Copy the records from the line containing "Hi annotator — your job today is to find every bare" through the end of the records, requests included. Rescale every box coordinate in the answers by 0.4 and round to whole numbers with halves going up, but leave the requests and their format samples unchanged.
-- RECORDS PROVIDED start --
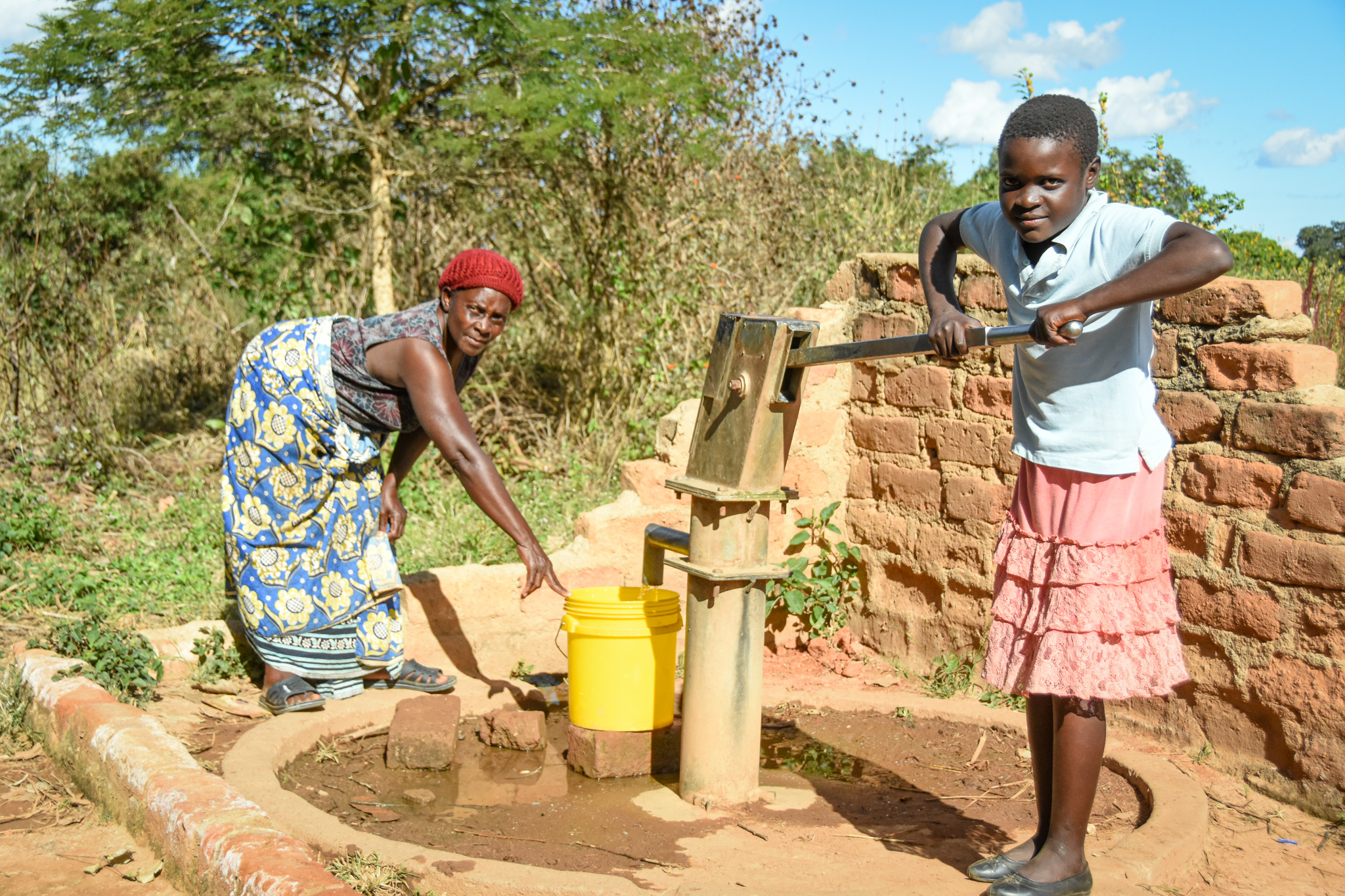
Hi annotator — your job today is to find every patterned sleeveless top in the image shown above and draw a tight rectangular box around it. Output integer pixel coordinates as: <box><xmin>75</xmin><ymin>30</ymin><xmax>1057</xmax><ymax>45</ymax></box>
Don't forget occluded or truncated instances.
<box><xmin>332</xmin><ymin>298</ymin><xmax>480</xmax><ymax>435</ymax></box>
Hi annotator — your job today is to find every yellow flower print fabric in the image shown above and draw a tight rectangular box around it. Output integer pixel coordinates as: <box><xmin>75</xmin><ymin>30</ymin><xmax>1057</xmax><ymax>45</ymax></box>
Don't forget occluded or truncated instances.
<box><xmin>221</xmin><ymin>317</ymin><xmax>402</xmax><ymax>666</ymax></box>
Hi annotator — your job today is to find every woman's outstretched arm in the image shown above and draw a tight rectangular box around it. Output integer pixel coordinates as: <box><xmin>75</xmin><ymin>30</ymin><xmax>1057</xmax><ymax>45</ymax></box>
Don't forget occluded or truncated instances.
<box><xmin>1032</xmin><ymin>222</ymin><xmax>1233</xmax><ymax>345</ymax></box>
<box><xmin>368</xmin><ymin>339</ymin><xmax>569</xmax><ymax>597</ymax></box>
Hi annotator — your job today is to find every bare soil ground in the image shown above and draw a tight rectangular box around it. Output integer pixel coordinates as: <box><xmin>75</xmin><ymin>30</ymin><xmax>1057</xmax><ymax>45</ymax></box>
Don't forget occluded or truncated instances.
<box><xmin>0</xmin><ymin>750</ymin><xmax>177</xmax><ymax>896</ymax></box>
-- RECORDS PROVIDED end --
#### [RESPONSE TO THE EXERCISE]
Hi annotator — your job today is to find every bare soil ground in the image shown above and draw a tight rectangular box around it. Output integer pixel coordinates as: <box><xmin>75</xmin><ymin>30</ymin><xmax>1057</xmax><ymax>45</ymax></box>
Don't forget occluded or truncated instances.
<box><xmin>0</xmin><ymin>300</ymin><xmax>71</xmax><ymax>358</ymax></box>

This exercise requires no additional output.